# Stated exercise 1:
Summarize the post about a season of interruptions, shown below, in two sentences.
# Stated exercise 2:
In the post about a season of interruptions below, turn the paragraph beginning "This is a season of interruptions" into a short bulleted list that keeps its main facts.

# Text to read:
────

Zoe is three months old.  And so it’s been three months of learning to mother three children, and three months of new and jarring interruptions. Interruptions to sleep every 3 hours, 2 hours, even every 45 or 30 minutes.  Interruptions to chores – “Play with that bouncy ball outside the kitchen!” “I’m thirsty!” “How do you write __?” And the perpetual, “Can you read to me?” “Can you play with me?” Interruptions to eating. Interruptions to conversations. Interruptions to time with one child to tend to another child. 

My fuse is short these days, and I find myself pining for another time, another place, another rhythm.  I pine for a different season when I settle in for some quiet, when I first lift a spoon to my mouth, and I hear Zoe crying, 10 minutes into a nap. When I start digging through the drawers to re-organize the kids’ clothes or piles of paper, and smack in that worse-than-before-mess limbo, someone needs help in the bathroom. The familiar shot of irritation courses through my chest, and starts to shape a series of half-conscious thoughts, full of anger and complaint.

And then there are moments when, through the light of Grace, I see those moments for what they are: my children’s little tear-streaked faces, asking for comfort and compassion. A creative bustle to acknowledge. Hilarity to be stored away. A chance to absorb and reckon through thoughts and motivations behind little acts. 

This is a season of interruptions. This is a season when the needs and the good of three children fills our heads and time and house. A season when the three adults — my husband, my mother-in-law, and I — hand the kindergartener, the toddler, and the baby back and forth so we can love on them and also pursue God and love other people. A season when solitude and hobbies and leisure take a back seat sometimes, so that someone we’re called to love can be seen, be heard, receive kindness, or maybe so another exhausted caregiver can rest, or do the Lord’s bidding, whatever form that may take.

Yes, I often pine for a different season.  I miss the predictability of daily rhythms just a few months ago, the extra hours of solitude and autonomy, productivity and predictability. But He reminds me daily: Every season is given to you in my unchanging wisdom and love.

This seems like a strange time to pick up writing again, to even attempt at keeping a blog. Yet even before Zoe’s arrival I have felt a persistent nudge to write more – to pause, to reflect more intentionally, to make a record of what I’m receiving from the Lord in the midst of joy and weariness, frenzy and waiting. Now that Zoe has come and the days are fuller, I feel even more compelled to write, to help myself see and remember truth.

────

# Recorded information:
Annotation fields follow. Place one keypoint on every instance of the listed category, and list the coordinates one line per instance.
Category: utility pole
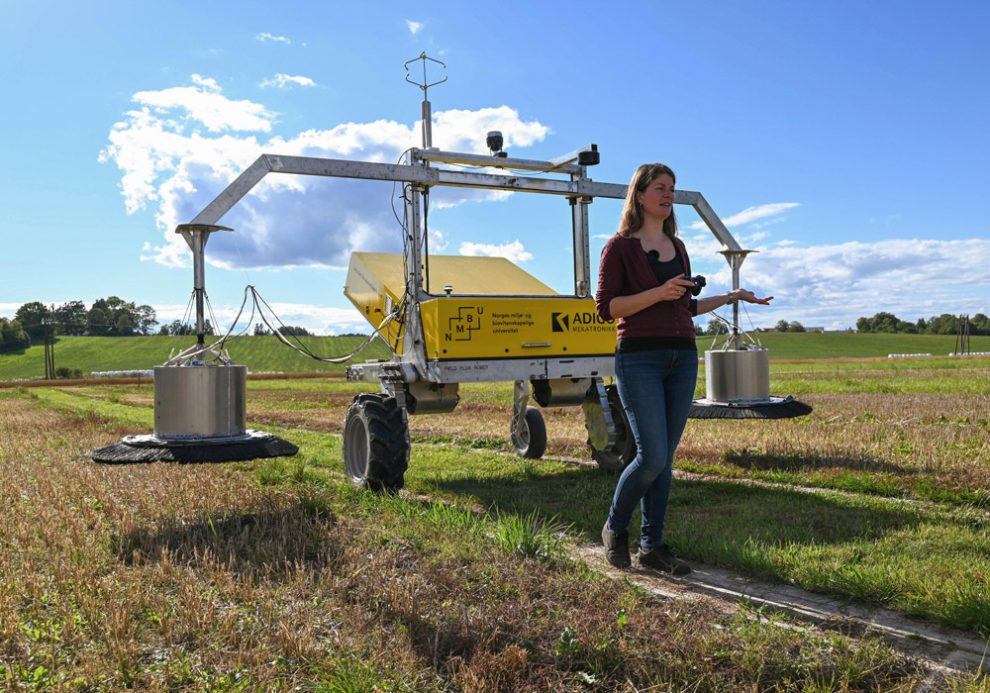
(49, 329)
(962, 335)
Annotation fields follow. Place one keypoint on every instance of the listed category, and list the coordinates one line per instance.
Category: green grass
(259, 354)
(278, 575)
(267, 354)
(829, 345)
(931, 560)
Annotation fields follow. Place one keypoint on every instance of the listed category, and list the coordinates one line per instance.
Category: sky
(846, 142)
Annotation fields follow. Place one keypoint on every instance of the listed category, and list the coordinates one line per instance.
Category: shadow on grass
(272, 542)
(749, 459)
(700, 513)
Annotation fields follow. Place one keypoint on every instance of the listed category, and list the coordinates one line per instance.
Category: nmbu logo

────

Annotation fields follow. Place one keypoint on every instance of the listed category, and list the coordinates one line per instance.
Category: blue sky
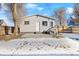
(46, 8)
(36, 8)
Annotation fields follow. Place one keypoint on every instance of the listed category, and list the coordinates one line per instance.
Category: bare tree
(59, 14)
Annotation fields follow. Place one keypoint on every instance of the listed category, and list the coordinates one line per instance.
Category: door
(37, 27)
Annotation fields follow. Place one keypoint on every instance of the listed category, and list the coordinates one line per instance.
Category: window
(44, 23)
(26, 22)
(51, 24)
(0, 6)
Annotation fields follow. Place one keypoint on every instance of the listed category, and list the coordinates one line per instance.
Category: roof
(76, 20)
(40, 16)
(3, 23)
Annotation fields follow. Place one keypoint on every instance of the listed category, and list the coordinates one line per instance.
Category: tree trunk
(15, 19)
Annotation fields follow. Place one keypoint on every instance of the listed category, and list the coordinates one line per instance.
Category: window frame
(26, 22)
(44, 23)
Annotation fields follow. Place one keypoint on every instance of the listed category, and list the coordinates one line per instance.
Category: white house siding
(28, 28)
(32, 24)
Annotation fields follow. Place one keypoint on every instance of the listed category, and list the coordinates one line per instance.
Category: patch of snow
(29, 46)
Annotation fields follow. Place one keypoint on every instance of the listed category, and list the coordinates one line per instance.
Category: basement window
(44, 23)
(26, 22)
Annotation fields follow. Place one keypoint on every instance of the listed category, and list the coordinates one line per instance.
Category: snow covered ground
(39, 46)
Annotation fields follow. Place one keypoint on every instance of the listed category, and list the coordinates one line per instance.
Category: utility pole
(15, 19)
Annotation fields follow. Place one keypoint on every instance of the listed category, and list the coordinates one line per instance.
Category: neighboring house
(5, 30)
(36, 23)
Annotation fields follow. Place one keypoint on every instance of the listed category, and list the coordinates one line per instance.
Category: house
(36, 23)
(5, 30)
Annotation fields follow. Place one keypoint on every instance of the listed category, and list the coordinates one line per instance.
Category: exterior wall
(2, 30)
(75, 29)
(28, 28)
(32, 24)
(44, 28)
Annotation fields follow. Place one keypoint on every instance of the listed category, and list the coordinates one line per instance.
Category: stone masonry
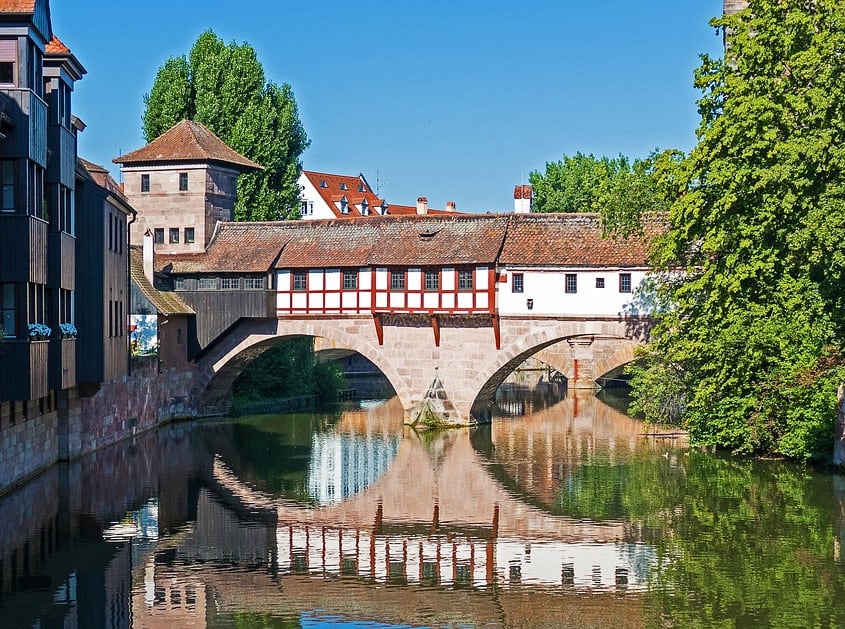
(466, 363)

────

# Right answer 1:
Three months after Zoe's birth, the writer is learning to mother three children amid constant interruptions to sleep, chores, meals, and conversations, and often feels irritated and longs for a different season. Through Grace, the writer sometimes sees these moments as chances for comfort and compassion, hears a daily reminder that every season is given in God's unchanging wisdom and love, and has taken up writing again to reflect and remember truth.

# Right answer 2:
- It is a season of interruptions.
- The needs and the good of three children fill the household's heads, time, and house.
- Three adults (the writer, the writer's husband, and the writer's mother-in-law) hand the kindergartener, the toddler, and the baby back and forth. This lets them love the children and also pursue God and love other people.
- Solitude, hobbies, and leisure sometimes take a back seat. This makes room for someone they are called to love to be seen, be heard, or receive kindness, or for another exhausted caregiver to rest or do the Lord's bidding.